## Written request
Reproduce the lines from the start through the line containing "182, 65, 341, 231", renaming "bare tree" to "leafless tree" and leaving everything else unchanged.

(Lines on locating named things)
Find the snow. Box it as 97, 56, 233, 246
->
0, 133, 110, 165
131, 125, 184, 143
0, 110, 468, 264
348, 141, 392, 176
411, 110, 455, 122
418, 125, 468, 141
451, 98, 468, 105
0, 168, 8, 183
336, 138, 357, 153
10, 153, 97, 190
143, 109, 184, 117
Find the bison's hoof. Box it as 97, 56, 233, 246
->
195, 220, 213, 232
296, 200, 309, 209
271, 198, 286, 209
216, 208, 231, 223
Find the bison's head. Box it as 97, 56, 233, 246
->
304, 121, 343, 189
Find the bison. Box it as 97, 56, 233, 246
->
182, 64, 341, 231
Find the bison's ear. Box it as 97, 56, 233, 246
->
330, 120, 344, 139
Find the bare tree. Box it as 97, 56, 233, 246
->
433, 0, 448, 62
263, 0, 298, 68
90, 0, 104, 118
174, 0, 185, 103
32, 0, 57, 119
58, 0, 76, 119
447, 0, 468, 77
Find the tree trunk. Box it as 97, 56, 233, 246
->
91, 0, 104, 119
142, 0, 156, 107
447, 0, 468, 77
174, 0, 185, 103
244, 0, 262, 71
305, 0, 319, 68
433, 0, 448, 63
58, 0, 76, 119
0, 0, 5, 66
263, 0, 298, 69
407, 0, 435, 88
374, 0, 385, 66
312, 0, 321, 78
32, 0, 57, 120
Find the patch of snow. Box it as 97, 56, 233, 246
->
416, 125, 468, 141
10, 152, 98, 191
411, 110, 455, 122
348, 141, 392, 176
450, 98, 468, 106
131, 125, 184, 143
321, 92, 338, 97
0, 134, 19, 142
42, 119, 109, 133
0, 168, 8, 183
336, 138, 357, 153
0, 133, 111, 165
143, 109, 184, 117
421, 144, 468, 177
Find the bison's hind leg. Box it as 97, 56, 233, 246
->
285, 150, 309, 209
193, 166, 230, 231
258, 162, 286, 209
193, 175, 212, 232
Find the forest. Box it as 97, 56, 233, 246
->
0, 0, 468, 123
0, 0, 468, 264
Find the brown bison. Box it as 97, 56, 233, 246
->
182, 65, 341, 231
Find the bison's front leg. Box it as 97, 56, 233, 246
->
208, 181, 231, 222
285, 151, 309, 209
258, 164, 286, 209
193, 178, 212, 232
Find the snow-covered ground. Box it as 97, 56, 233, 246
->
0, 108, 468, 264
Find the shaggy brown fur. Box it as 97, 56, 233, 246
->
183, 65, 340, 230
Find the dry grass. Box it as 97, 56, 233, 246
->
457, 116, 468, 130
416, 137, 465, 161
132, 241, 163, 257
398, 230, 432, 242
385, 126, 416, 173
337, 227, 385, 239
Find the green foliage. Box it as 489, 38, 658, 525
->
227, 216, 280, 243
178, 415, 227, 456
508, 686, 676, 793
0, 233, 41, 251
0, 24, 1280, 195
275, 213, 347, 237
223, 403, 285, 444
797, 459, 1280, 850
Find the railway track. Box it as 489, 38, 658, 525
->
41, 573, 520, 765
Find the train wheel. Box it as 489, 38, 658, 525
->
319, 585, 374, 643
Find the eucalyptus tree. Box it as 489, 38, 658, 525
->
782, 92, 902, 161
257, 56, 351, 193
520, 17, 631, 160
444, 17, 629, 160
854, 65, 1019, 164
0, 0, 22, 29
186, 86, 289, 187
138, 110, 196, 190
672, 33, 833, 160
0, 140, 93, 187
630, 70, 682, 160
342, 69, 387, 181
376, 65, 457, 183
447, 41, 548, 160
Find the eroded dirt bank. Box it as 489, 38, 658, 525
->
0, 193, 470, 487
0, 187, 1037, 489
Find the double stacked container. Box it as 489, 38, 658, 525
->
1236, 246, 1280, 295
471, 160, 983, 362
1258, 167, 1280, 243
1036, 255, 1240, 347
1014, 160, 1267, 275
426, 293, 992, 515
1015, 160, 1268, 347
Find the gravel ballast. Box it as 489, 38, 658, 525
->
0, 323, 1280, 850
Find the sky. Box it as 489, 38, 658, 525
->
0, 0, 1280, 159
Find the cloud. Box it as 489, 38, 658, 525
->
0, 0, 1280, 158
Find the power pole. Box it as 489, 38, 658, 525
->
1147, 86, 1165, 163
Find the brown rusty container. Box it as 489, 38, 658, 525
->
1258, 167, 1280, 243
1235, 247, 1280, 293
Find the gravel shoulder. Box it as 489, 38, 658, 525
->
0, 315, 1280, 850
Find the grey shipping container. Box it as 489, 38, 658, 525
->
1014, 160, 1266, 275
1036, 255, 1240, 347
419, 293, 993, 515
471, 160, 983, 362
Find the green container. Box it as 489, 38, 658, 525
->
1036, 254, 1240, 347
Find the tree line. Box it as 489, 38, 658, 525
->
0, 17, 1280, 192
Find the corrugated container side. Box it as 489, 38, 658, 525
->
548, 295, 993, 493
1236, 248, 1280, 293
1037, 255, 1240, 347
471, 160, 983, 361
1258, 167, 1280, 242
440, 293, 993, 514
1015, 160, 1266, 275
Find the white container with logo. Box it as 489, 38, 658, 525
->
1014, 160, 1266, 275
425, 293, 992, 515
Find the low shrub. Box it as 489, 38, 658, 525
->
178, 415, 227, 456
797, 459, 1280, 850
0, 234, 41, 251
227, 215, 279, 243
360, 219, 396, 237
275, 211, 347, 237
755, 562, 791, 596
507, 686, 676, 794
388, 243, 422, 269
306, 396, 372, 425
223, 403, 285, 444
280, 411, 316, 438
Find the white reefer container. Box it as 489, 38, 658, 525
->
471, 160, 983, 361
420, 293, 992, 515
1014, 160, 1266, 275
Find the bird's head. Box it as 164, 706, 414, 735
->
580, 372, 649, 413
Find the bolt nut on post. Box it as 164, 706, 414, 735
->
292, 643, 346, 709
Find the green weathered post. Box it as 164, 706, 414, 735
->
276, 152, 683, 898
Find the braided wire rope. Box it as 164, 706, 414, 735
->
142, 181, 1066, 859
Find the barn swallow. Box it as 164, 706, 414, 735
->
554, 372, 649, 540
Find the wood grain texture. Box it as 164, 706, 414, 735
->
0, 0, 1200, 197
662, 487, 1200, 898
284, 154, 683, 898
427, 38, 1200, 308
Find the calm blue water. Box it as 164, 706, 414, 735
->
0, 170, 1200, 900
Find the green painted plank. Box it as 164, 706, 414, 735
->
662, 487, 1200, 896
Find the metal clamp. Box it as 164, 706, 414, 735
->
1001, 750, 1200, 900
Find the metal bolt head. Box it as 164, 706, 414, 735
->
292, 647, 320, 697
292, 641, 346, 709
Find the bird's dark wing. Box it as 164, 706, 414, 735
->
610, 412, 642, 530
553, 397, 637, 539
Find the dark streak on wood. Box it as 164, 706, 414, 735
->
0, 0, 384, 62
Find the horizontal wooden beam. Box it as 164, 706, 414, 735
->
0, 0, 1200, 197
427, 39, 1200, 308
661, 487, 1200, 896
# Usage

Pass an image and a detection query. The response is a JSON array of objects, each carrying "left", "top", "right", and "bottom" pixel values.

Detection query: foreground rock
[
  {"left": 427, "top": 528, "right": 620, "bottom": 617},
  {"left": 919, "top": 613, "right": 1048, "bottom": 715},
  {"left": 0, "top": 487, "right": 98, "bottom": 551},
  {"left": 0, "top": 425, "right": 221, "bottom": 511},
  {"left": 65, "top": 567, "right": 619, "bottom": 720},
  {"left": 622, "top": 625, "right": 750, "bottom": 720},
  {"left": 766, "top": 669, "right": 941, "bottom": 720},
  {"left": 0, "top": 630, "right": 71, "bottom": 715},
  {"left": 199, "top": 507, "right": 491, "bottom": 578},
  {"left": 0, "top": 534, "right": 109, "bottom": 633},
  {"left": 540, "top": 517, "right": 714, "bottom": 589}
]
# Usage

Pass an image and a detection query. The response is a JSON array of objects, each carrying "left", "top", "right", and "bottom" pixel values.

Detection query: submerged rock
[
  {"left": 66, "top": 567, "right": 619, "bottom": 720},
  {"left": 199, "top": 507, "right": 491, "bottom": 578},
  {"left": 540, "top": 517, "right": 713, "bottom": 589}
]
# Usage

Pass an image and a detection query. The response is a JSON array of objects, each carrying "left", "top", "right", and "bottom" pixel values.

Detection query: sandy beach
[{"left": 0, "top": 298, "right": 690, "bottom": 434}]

## Exercise result
Find the snow. Box it as 97, 56, 233, 246
->
0, 133, 110, 165
131, 125, 184, 143
0, 110, 468, 264
348, 141, 392, 176
411, 110, 455, 122
418, 125, 468, 141
451, 98, 468, 105
0, 168, 8, 183
336, 138, 357, 153
10, 153, 97, 190
143, 109, 184, 117
Find the bison's hoof. Box it as 97, 56, 233, 246
->
195, 220, 213, 232
296, 200, 309, 209
271, 198, 286, 209
216, 208, 231, 223
Find the bison's head. Box it as 97, 56, 233, 246
->
304, 121, 343, 189
Find the bison. Box it as 97, 56, 233, 246
->
182, 64, 341, 231
Find the bison's ear. Box it as 97, 56, 233, 246
->
330, 120, 344, 139
Find the leafless tree. Box it as 97, 56, 233, 246
->
433, 0, 448, 62
263, 0, 298, 68
90, 0, 104, 118
174, 0, 185, 103
32, 0, 57, 119
58, 0, 76, 119
447, 0, 468, 77
Find the tree trunk. Box it as 97, 56, 233, 246
->
91, 0, 104, 119
142, 0, 156, 107
447, 0, 468, 77
174, 0, 185, 103
244, 0, 262, 71
305, 0, 319, 68
433, 0, 448, 63
58, 0, 76, 119
0, 0, 5, 66
263, 0, 298, 69
407, 0, 435, 88
374, 0, 385, 66
312, 0, 321, 78
32, 0, 57, 120
Find the patch of snow. Box it as 97, 56, 233, 246
->
416, 125, 468, 141
10, 152, 98, 191
411, 110, 455, 122
348, 141, 392, 176
450, 98, 468, 106
131, 125, 184, 143
321, 92, 338, 97
0, 134, 19, 142
42, 119, 109, 133
0, 168, 8, 183
336, 138, 357, 153
0, 133, 111, 165
143, 109, 184, 117
421, 144, 468, 177
Find the bison's hind leg. Box it as 97, 56, 233, 246
->
285, 150, 309, 209
193, 166, 230, 231
258, 162, 286, 209
193, 175, 212, 232
Find the forest. Box it as 97, 56, 233, 246
->
0, 0, 468, 123
0, 0, 468, 264
Find the brown bison. Box it as 97, 56, 233, 246
->
182, 65, 341, 231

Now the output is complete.